Resolving deltas: 100% (5/5), done.


In [5]:
from deep_sort.deep_sort import DeepSort

deep_sort_weights = 'deep_sort/deep/checkpoint/ckpt.t7'
deep_sort = DeepSort(model_path=deep_sort_weights)

**OBJECT CLASS NAMES**

In [6]:
class_names = model.names

**YOLOV5 & DEEPSORT IMPLEMENTATION**

In [None]:
import cv2
import numpy as np
from tqdm import tqdm

input_video_path = 'input.mp4'
output_video_path = 'output_yolo_deepsort.mp4'
cap = cv2.VideoCapture(input_video_path)

# Video properties
width = int(cap.get(cv2.CAP_PROP_FRAME_WIDTH))
height = int(cap.get(cv2.CAP_PROP_FRAME_HEIGHT))
fps = int(cap.get(cv2.CAP_PROP_FPS))
total_frames = int(cap.get(cv2.CAP_PROP_FRAME_COUNT))
======
_REQUIRED TASKS:_
**A.** Decide whether each statement below agrees with the notebook excerpt above. Answer yes or no for each, and quote the deciding words of the excerpt. (i) The DeepSort weights are loaded from a file named ckpt.t7. (ii) The processed video is written to a file named output.mp4. (iii) The frame rate is stored as a floating-point value.
**B.** Extend the notebook excerpt above by writing the code that follows its final line.

_RECORDED INFORMATION:_
======
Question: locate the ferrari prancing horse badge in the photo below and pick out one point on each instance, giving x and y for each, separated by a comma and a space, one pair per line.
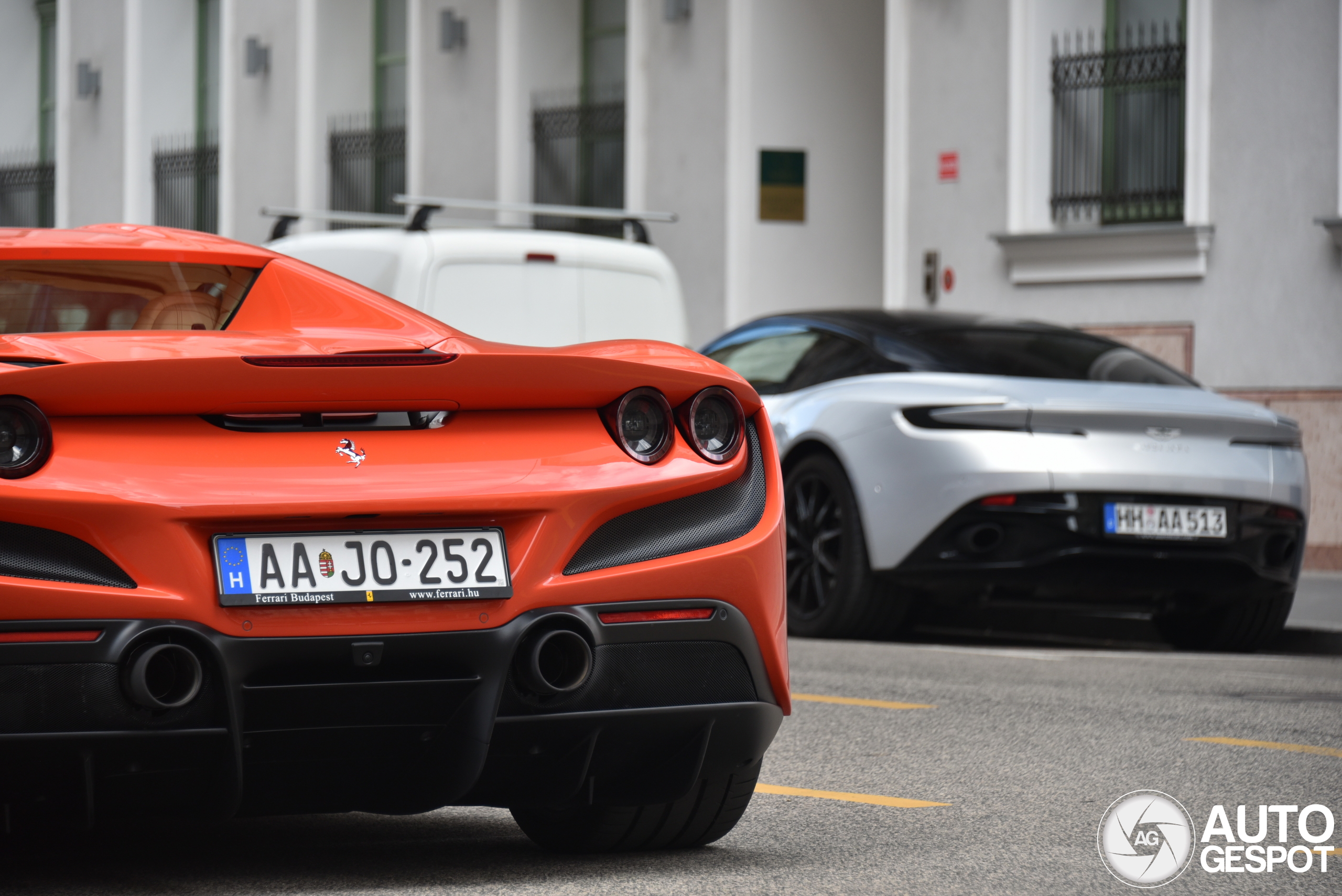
352, 454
======
_THE RESULTS:_
**A.**
(i) Yes: "deep_sort_weights = 'deep_sort/deep/checkpoint/ckpt.t7'"
(ii) No: "output_video_path = 'output_yolo_deepsort.mp4'"
(iii) No: "fps = int(cap.get(cv2.CAP_PROP_FPS))"

**B.**
# Initialize VideoWriter
fourcc = cv2.VideoWriter_fourcc(*'mp4v')  # Codec for mp4
out = cv2.VideoWriter(output_video_path, fourcc, fps, (width, height))

# Progress bar
pbar = tqdm(total=total_frames, desc='Processing video')

while cap.isOpened():
    ret, frame = cap.read()
    if not ret:
        break

    # YOLO to detect objects
    results = model(frame)
    detections = results.xywh[0]  # Extract the detections in the format (x_center, y_center, width, height, confidence, class)

    bbox_xywh = []
    confidences = []
    class_ids = []

    for *box, conf, cls in detections:
        x_center, y_center, width, height = box
        bbox_xywh.append([x_center, y_center, width, height])
        confidences.append(conf)
        class_ids.append(int(cls))

    # Convert to numpy arrays
    bbox_xywh = np.array(bbox_xywh)
    confidences = np.array(confidences)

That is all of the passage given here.